═════ Input records ═════

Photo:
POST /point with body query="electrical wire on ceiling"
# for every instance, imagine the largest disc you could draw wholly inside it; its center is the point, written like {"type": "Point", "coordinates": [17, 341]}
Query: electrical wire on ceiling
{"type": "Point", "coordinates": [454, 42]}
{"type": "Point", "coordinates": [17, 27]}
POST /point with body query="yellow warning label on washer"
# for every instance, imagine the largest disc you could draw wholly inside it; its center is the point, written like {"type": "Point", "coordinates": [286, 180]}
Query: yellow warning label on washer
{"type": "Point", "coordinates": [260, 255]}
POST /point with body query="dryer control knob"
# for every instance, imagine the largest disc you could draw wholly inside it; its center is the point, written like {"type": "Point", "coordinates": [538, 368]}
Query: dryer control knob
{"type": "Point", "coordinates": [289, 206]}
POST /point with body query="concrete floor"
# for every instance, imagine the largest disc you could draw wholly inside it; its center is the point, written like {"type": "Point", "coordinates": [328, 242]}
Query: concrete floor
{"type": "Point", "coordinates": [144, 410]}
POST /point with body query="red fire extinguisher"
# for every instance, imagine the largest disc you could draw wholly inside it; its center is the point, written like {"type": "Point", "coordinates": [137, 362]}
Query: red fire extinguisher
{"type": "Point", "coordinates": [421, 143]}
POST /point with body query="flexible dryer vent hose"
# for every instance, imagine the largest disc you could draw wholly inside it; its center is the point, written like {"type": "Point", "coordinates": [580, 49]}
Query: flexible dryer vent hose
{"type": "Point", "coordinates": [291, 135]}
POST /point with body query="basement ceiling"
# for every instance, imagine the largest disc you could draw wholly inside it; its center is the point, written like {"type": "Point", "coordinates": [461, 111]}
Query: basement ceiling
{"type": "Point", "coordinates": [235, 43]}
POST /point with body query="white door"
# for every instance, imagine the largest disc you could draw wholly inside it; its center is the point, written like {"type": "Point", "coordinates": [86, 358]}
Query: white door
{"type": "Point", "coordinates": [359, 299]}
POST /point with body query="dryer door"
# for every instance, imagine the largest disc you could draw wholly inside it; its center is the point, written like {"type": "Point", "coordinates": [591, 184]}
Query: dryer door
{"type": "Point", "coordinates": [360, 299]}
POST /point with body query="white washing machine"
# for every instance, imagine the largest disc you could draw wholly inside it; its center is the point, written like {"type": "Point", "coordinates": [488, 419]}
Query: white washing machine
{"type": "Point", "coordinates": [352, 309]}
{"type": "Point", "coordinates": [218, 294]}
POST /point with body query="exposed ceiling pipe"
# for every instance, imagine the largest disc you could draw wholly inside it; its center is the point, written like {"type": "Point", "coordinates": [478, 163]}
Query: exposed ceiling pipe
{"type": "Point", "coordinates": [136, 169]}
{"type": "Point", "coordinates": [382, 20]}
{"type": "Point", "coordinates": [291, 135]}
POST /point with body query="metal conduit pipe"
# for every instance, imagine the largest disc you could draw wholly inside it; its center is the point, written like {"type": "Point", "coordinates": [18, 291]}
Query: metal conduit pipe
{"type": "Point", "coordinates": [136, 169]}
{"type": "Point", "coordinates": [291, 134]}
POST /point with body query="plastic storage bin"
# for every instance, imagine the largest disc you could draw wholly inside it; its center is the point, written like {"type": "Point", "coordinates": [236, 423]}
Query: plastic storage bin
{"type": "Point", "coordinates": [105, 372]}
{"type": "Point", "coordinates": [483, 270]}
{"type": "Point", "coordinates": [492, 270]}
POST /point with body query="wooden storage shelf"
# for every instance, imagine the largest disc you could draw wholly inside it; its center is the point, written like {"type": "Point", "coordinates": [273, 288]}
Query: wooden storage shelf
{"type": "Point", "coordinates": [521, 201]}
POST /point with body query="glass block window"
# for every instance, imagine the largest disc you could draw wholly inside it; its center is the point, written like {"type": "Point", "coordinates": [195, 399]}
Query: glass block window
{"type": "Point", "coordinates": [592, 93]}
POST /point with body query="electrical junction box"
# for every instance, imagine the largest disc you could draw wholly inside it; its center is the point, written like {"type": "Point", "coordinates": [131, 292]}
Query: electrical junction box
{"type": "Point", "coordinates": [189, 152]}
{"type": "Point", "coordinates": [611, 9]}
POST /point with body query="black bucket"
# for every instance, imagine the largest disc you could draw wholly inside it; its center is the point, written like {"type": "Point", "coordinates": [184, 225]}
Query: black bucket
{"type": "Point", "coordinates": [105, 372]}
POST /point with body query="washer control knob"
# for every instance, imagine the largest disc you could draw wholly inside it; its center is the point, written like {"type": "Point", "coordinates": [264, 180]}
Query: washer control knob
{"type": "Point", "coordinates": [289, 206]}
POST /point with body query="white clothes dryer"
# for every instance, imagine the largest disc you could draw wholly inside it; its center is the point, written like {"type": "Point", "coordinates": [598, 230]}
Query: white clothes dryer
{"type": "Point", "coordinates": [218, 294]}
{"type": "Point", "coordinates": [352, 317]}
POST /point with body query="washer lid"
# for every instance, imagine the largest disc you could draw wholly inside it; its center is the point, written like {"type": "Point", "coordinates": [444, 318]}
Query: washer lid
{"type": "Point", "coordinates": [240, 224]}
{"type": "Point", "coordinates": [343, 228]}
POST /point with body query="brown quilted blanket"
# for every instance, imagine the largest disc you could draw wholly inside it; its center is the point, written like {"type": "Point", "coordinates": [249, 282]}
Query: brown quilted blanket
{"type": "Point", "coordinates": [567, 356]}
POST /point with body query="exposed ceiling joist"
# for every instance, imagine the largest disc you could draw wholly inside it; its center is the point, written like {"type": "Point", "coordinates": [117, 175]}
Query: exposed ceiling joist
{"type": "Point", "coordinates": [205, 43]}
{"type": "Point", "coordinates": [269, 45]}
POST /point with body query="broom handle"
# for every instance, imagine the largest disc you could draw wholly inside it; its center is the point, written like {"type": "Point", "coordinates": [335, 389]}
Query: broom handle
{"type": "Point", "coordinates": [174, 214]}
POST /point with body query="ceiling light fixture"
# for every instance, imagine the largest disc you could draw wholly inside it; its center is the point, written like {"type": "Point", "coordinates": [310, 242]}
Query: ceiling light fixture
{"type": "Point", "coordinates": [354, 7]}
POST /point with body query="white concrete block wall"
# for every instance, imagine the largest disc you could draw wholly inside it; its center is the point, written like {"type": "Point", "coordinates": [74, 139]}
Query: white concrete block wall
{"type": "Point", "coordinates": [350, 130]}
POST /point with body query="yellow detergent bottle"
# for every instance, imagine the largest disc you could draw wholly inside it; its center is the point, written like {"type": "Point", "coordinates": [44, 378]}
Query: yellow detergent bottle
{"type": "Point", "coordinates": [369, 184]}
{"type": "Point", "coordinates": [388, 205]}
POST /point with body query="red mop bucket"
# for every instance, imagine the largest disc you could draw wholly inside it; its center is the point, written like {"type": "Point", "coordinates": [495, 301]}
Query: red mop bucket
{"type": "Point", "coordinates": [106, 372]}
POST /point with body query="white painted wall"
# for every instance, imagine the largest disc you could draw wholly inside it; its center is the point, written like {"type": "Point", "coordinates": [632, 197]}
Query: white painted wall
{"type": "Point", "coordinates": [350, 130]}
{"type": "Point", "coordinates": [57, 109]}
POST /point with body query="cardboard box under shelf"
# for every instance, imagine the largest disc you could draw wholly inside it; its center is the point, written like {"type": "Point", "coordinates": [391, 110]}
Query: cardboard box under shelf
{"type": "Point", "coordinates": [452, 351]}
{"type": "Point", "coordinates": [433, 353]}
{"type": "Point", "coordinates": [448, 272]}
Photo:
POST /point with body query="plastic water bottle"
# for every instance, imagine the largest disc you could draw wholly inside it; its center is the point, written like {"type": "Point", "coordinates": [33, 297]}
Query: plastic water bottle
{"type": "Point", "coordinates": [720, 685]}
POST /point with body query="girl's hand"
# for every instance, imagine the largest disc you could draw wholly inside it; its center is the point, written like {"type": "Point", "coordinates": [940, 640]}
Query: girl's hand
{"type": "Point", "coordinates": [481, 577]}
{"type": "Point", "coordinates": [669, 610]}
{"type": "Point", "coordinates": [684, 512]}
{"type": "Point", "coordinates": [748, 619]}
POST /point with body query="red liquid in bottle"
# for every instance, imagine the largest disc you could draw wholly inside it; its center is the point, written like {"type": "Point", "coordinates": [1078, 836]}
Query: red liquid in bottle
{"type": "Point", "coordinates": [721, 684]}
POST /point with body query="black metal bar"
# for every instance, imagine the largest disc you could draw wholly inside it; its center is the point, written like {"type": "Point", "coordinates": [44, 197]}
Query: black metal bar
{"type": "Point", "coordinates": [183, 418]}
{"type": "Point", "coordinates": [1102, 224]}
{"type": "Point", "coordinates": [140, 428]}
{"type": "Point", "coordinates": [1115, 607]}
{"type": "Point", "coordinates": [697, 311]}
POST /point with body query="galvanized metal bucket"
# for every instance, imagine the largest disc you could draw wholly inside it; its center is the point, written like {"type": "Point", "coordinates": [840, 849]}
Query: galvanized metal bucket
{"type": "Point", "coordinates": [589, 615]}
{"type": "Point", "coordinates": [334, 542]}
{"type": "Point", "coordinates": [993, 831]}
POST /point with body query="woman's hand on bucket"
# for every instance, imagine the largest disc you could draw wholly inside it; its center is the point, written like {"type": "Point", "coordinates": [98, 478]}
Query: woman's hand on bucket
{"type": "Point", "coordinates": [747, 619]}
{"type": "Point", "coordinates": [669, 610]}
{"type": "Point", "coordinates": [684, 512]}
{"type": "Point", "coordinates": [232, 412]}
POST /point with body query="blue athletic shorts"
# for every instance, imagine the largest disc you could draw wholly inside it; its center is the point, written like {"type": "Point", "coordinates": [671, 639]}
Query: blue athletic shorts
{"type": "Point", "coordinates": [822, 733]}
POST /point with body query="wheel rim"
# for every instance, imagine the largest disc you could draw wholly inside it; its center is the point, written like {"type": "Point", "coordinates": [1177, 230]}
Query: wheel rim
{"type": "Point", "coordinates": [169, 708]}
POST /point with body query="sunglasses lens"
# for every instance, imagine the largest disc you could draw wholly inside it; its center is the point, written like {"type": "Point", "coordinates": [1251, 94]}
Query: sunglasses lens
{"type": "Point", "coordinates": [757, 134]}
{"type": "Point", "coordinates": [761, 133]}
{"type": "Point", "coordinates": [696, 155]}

═════

**Task prompt:** Pick out each line in the entries above that contains the string "flexible" and copy it out in full. Treat uppercase and lowercase as different.

**Correct answer:**
POST /point with body query="flexible dryer vent hose"
Query: flexible dryer vent hose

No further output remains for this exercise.